» Exercise prompt:
Which lines in the data below contain the word "logo"? Return each of them.

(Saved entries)
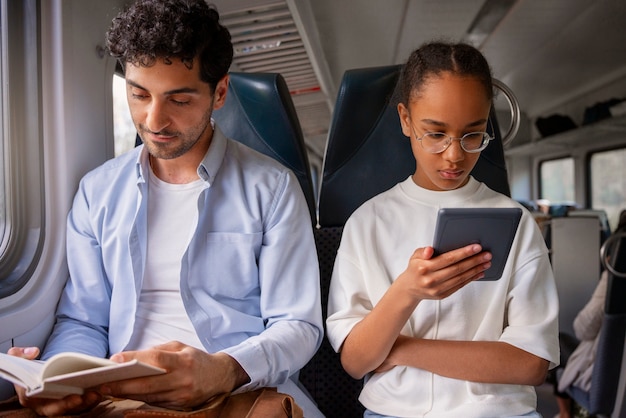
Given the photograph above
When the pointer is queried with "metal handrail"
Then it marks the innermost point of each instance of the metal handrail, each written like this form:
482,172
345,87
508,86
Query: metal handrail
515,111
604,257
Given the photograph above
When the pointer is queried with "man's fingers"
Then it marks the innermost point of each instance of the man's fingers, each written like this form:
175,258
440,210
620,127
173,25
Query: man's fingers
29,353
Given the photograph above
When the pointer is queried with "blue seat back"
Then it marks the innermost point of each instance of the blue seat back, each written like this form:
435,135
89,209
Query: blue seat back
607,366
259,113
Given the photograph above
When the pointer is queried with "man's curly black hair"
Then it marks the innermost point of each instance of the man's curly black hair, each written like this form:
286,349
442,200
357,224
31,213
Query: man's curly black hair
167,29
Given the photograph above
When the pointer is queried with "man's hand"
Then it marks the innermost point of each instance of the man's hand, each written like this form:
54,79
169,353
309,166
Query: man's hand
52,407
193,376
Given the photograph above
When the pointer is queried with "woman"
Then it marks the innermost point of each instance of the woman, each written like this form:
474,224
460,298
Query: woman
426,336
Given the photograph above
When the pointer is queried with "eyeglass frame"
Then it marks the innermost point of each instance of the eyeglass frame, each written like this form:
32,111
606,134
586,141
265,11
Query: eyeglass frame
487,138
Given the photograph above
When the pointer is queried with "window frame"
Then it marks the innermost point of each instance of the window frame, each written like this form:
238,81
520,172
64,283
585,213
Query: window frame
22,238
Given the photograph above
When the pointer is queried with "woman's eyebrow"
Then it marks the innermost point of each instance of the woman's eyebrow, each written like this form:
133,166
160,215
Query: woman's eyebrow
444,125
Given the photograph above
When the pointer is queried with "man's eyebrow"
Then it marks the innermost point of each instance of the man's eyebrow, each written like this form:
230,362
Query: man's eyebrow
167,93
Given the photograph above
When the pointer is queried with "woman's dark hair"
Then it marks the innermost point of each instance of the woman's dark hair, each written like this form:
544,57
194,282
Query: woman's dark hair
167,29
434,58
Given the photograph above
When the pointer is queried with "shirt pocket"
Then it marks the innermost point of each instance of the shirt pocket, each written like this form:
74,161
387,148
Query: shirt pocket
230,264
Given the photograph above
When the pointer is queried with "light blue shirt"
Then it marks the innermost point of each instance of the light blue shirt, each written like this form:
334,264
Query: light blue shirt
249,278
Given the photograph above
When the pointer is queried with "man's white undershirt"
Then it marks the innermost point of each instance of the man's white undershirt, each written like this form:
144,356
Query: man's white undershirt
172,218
* * *
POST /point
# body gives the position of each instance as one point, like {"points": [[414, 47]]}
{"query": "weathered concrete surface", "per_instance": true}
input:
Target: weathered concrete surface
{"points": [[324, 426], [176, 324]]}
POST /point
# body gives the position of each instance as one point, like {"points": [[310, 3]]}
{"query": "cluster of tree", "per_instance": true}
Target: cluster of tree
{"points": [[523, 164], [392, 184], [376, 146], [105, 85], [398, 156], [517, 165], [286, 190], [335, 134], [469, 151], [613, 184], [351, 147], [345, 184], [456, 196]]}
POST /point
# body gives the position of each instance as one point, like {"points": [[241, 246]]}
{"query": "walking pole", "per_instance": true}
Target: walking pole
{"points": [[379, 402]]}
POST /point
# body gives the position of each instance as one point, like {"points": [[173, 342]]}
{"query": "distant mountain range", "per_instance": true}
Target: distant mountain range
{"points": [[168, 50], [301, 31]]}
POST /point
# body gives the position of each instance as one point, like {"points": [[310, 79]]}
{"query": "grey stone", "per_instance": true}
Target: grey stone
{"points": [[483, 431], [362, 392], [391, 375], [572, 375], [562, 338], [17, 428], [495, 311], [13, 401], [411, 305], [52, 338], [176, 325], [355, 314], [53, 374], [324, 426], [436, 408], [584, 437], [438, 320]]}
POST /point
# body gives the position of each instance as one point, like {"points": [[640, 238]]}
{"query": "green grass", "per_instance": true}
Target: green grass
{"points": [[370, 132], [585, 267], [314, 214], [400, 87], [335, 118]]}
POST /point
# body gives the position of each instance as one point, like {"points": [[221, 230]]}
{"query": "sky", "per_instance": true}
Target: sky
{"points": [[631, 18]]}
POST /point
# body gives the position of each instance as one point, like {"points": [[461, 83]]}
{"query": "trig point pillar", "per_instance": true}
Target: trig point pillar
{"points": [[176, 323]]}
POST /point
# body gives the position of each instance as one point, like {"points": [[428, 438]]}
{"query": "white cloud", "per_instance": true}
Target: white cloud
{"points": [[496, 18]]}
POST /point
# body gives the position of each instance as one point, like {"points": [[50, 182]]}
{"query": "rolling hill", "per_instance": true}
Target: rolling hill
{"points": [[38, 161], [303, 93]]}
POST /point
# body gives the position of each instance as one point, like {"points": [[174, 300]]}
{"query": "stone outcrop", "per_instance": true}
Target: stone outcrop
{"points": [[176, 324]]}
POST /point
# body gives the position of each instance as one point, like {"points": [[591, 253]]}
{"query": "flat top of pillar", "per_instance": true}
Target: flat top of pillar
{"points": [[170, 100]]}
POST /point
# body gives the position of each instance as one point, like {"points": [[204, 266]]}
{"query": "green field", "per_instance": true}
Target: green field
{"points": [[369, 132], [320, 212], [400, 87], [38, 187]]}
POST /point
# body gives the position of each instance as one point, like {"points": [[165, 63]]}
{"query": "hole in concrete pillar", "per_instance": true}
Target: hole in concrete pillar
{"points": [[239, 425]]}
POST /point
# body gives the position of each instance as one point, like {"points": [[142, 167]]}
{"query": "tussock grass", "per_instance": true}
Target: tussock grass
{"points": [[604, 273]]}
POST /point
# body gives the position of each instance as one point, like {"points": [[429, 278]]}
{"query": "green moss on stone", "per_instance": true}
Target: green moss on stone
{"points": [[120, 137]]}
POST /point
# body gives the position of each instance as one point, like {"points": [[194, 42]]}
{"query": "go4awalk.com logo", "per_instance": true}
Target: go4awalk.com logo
==
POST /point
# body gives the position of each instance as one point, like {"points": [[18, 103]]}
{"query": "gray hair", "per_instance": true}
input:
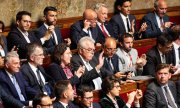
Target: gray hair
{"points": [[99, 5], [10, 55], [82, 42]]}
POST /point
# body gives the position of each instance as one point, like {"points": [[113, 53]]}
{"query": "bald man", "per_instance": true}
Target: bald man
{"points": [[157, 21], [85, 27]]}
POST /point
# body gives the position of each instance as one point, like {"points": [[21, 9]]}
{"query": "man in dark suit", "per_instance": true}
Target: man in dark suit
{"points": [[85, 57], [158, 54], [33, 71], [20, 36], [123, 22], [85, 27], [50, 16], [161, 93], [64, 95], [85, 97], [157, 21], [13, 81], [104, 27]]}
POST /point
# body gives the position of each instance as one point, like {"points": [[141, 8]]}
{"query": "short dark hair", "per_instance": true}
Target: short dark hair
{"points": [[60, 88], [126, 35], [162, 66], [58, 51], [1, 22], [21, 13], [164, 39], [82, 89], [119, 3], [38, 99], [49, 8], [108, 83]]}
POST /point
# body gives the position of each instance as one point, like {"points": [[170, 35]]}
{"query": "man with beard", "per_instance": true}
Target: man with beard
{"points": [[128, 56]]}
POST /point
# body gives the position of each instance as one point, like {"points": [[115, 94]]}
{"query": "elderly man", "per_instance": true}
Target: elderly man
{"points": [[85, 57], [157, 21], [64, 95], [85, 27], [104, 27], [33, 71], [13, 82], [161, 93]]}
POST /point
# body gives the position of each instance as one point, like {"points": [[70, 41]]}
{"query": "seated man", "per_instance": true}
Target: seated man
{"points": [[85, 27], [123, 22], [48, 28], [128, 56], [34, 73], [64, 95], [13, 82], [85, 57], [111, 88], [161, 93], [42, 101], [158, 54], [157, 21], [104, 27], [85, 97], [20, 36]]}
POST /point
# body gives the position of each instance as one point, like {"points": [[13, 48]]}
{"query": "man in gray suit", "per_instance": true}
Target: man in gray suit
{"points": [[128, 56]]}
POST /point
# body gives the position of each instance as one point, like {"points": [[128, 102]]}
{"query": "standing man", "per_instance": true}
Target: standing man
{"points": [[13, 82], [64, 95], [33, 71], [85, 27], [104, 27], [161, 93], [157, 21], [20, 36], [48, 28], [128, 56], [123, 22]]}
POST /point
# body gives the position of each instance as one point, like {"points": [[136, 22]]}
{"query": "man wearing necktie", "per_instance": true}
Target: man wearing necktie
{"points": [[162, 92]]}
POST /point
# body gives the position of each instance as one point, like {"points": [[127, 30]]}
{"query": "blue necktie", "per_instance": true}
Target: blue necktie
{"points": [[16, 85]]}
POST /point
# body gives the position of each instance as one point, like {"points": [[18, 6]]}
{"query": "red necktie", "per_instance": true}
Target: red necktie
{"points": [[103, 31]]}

» Exercise answer:
{"query": "go4awalk.com logo", "per_instance": true}
Target: go4awalk.com logo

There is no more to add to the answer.